Exercise:
Extend the essay on Tiger Swan and the Dakota Access Pipeline protests, beginning immediately after its final sentence.

The recent story that appeared in The Intercept about the private security firm Tiger Swan, its cooperative intelligence-gathering with local, state, and federal law enforcement authorities, its propaganda work in behalf of the Dakota Access Pipeline, and the sometimes-brutal tactics it used to protect the corporate “assets” of Energy Transfer Partners, the Fortune 500 company behind the construction of the DAPL, should be a much larger story than it is. The Tiger Swan story reveals the rottenness that lies at the core of America’s continuing treatment of native peoples and their allies.
Tiger Swan, as revealed in the documents obtained and published by The Intercept, produced intelligence briefings for law enforcement agencies, kept close tabs on the Water Protectors at Standing Rock, and may have infiltrated the protesters’ camp. They spread disinformation on social media,
measuring the influence of their posts and stories, and may have kept something like an “Enemies List” to trace leaders of the protest movement. All of this in the name of a corporation, the business interests of which they protected against an overwhelmingly peaceful protest movement run by people worried that the DAPL could jeopardize waters flowing through the Standing Rock Reservation. To the mercenaries at Tiger Swan, the protesters were “jihadists” and they should be countered using similar tactics.
Fort Apache, the Bronx. You remember that. Or American soldiers in Vietnam marching out on patrol into “Indian Country.” The supposedly warlike qualities of native peoples and the supposedly violent lands on which they lived have been transposed time and again as a way for American soldiers and officers to comprehend whatever conflict they engaged in. These soldiers enter the theater in Apache helicopters, following the Tomahawk cruise missiles that preceded them.
Here, the scenario is flipped. The Jihadists that American forces fight in other parts of the world provide the language for Tiger Swan’s understanding of the #NoDAPL movement and, in effect, their lens for understanding native peoples at home attempting to protect their quality of life. The language of war, of insurgency, has returned to Native America.
I have written about Standing Rock and the #NoDAPL movement before, so you know how I feel about it. If you are reading this blog, chances are you read about the protests, watched the DIY reporting from the protestors themselves, or saw the courageous on-the-ground journalism by Amy Goodman, her colleagues at “Democracy Now!” and other media sources. Some of those reporters put their bodies on the line to bring this story to you and me.
You also will remember, no doubt, the images of private security forces roughing up the Water Protectors. Painful images. Disturbing. Police dogs. Military vehicles. Body armor, automatic weapons, violence.

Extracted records
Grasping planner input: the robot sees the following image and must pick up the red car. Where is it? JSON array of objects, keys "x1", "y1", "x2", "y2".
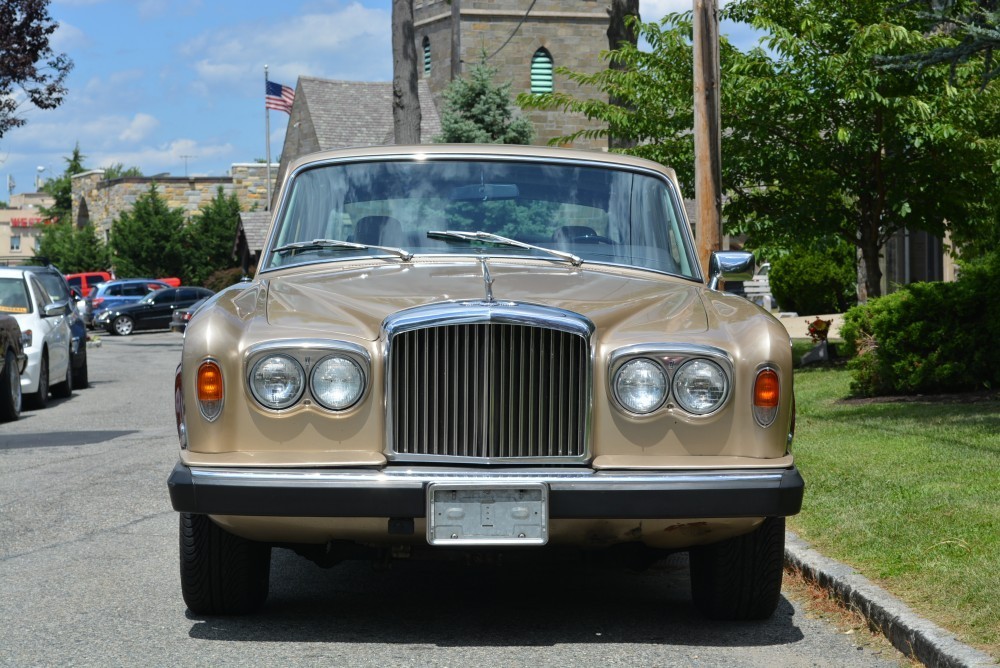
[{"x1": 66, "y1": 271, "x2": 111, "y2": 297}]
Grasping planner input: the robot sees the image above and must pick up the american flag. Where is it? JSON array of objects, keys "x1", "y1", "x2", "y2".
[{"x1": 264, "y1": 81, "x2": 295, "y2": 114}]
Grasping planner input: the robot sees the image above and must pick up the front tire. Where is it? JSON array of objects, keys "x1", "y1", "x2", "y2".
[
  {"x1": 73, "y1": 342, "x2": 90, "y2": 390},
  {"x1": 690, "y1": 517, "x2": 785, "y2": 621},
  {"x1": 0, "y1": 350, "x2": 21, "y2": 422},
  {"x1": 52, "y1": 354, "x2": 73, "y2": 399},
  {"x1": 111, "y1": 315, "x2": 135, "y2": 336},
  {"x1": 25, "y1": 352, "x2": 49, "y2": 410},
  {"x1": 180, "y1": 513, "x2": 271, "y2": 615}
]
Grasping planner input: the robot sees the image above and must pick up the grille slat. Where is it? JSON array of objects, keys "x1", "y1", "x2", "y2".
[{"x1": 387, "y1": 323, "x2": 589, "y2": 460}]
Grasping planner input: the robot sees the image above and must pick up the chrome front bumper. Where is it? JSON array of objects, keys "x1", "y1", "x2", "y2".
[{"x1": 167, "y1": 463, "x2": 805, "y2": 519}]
...
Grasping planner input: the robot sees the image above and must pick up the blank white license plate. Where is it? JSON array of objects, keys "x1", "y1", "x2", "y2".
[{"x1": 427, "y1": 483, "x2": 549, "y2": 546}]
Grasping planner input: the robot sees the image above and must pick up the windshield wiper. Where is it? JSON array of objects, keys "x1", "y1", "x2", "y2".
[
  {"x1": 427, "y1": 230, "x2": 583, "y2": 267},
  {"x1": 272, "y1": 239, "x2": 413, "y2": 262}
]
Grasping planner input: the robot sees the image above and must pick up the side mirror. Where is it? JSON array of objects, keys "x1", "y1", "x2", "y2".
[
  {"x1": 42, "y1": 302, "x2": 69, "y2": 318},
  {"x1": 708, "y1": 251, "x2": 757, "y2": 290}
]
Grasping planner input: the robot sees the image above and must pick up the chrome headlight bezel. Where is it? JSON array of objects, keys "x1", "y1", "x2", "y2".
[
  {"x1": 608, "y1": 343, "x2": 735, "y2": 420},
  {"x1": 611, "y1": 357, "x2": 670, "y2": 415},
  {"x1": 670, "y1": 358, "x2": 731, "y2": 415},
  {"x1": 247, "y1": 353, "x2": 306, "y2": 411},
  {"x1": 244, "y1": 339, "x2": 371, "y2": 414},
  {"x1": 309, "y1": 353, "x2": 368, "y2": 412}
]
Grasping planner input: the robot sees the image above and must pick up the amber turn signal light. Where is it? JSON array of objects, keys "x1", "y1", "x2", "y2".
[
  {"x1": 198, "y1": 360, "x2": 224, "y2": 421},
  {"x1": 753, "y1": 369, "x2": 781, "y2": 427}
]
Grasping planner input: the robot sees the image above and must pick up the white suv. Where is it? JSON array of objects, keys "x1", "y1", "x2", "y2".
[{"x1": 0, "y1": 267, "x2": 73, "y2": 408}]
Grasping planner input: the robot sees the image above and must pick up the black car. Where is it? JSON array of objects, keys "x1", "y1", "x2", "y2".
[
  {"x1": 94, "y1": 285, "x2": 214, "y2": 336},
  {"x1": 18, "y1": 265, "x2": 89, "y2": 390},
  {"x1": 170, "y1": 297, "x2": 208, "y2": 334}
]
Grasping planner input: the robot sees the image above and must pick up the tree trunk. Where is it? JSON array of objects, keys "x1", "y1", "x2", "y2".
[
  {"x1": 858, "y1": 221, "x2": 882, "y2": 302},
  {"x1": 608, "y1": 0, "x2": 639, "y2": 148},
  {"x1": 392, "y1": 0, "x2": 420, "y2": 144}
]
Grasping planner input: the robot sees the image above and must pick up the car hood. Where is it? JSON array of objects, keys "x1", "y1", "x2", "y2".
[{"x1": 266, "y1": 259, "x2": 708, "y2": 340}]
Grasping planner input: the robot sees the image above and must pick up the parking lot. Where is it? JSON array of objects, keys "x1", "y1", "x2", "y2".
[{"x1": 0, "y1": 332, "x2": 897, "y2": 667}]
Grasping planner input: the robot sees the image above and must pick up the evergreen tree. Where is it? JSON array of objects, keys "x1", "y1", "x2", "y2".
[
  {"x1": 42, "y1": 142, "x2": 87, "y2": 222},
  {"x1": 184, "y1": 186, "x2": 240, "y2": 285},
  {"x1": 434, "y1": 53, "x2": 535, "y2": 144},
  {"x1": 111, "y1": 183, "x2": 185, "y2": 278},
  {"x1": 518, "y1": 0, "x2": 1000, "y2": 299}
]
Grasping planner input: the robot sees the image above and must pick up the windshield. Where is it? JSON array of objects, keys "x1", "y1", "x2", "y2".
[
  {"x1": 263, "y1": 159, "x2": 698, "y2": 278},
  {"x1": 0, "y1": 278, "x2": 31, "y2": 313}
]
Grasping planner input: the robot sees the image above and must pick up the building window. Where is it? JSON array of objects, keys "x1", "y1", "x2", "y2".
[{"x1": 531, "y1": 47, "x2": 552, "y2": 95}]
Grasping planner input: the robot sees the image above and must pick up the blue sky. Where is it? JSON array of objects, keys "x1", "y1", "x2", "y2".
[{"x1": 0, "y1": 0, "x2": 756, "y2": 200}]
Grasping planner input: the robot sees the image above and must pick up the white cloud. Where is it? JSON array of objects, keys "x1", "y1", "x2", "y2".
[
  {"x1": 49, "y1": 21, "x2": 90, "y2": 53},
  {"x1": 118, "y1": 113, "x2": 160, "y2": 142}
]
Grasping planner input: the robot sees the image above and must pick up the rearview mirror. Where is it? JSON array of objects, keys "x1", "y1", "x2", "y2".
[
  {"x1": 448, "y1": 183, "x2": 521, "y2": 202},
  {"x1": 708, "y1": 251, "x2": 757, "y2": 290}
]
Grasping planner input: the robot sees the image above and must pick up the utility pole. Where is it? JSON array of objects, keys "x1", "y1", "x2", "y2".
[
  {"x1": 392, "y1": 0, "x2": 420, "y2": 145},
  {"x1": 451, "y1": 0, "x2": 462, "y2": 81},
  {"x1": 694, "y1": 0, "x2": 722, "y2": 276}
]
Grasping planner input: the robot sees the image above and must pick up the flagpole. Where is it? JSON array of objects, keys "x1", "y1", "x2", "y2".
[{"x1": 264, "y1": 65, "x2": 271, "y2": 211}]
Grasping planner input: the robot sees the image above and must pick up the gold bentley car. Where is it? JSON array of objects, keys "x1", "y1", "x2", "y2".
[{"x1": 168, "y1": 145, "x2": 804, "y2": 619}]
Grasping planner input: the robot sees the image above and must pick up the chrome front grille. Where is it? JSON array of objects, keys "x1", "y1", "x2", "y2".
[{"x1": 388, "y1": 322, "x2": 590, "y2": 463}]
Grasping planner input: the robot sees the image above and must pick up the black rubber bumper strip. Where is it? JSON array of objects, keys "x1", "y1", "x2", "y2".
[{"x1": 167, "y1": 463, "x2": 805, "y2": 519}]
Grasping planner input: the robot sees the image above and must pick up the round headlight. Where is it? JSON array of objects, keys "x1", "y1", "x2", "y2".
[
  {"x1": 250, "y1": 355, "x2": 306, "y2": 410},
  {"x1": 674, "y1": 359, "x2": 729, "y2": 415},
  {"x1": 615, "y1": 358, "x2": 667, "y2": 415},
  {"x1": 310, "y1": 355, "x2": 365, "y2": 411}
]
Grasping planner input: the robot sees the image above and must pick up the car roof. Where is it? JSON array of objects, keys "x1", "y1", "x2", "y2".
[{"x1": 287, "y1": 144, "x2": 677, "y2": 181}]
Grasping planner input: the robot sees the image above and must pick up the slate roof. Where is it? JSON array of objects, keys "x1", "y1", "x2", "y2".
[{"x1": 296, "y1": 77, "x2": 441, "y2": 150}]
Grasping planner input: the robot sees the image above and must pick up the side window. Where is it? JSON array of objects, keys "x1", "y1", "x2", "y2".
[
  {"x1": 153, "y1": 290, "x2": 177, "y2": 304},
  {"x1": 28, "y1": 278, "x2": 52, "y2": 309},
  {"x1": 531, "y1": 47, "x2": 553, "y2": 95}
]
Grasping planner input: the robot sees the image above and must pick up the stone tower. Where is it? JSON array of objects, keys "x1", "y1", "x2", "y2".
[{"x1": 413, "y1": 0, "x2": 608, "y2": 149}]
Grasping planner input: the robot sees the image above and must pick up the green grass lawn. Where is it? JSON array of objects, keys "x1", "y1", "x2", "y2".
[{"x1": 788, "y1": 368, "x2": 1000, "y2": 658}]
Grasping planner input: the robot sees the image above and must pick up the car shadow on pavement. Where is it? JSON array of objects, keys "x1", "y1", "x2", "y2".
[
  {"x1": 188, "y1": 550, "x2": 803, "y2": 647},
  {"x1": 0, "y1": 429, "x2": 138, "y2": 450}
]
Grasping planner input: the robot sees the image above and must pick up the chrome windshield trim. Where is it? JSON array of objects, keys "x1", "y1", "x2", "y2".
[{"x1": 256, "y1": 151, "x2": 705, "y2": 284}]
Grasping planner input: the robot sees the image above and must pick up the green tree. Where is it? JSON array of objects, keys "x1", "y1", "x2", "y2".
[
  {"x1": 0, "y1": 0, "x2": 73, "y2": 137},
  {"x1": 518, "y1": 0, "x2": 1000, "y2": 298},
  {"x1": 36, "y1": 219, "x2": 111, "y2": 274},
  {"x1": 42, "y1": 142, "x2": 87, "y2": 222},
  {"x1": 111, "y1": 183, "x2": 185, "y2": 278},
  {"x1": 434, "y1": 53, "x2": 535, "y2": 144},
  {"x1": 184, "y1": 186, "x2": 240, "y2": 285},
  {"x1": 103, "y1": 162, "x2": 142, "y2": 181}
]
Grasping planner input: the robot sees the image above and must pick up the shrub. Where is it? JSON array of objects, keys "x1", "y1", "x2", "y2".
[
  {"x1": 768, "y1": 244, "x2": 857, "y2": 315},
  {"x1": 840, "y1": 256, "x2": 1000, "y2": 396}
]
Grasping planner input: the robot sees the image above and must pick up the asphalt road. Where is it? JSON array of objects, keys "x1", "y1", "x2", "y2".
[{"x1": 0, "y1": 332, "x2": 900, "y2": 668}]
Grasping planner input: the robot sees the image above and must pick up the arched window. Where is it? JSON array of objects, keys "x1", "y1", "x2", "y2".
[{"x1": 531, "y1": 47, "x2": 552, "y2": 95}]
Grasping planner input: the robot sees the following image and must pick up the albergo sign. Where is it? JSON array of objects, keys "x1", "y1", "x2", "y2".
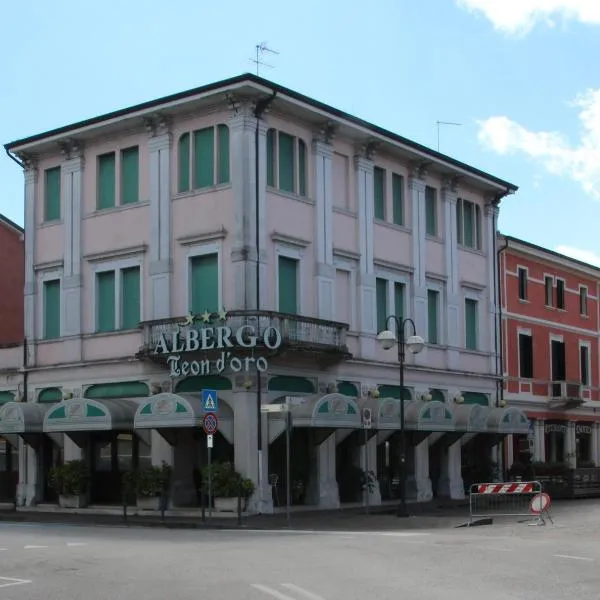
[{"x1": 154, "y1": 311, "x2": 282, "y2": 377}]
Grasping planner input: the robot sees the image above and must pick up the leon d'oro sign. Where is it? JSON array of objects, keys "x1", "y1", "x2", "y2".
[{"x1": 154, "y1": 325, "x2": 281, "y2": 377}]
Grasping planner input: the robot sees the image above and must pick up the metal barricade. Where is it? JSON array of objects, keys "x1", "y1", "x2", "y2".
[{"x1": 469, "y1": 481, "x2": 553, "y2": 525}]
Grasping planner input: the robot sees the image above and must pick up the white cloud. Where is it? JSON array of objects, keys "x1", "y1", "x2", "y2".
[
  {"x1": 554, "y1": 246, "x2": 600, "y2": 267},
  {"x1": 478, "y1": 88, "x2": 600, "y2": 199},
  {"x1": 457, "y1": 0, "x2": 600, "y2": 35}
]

Response to this task:
IF YOU WATCH or listen to right-wing media, you will learn that left-leaning college students, protesting on their campuses, are the major threat to freedom of thought, speech, and expression. Coddled and intolerant, the story goes, these fragile snowflakes will not expose themselves or allow others to be exposed to ideas with which they disagree. They will drown out the voices of those whose ideas they oppose. You read about the protests at Middlebury. And maybe you saw the recent news coming out of Evergreen State College in Washington. Be afraid of the students, we are told, and too many people seem willing to comply.
I am going to use this Intercept piece in my Native American history class in the fall. I may use it the first day, or I might assign it at the end. Whichever, I feel my students need to see this stuff, think about it, and remember that the power of history can hang heavy on the backs of too many Americans. It might rile the students up. Maybe they will protest. Maybe they will get pissed and start breaking shit. More likely, if they are good history students—and most of them are—they will see this story for what it is.
In recent weeks, David Grann’s Killers of the Flower Moon has gained a lot of attention. He tells the story of the murder of oil-rich Osages in the early twentieth century. It is a riveting story. Historians have known about the Osage murders for a long time, but it is good that Grann brought it to the attention of a broader public. Its significance should be clear.
From Jamestown to Standing Rock, from the Virginia Company of London to Energy Transfer Partners, the partnership of corporate and business interests with the forces of the centralized state has been a constant in American history. This is not partisan. Tiger Swan was doing business during the Obama presidency. It continued its work under Creon Trump.
I reason here from the premise that no corporate asset is more valuable than a single human life. Yet, as I write, I read about how state after state is trying to enact measures to criminalize protest. I listen to the recording of Montana’s new congressman pummeling one reporter (who cannot fight back) and read how the tough-guy governor of Texas took a break from tormenting LGBTQ kids to joke about shooting others.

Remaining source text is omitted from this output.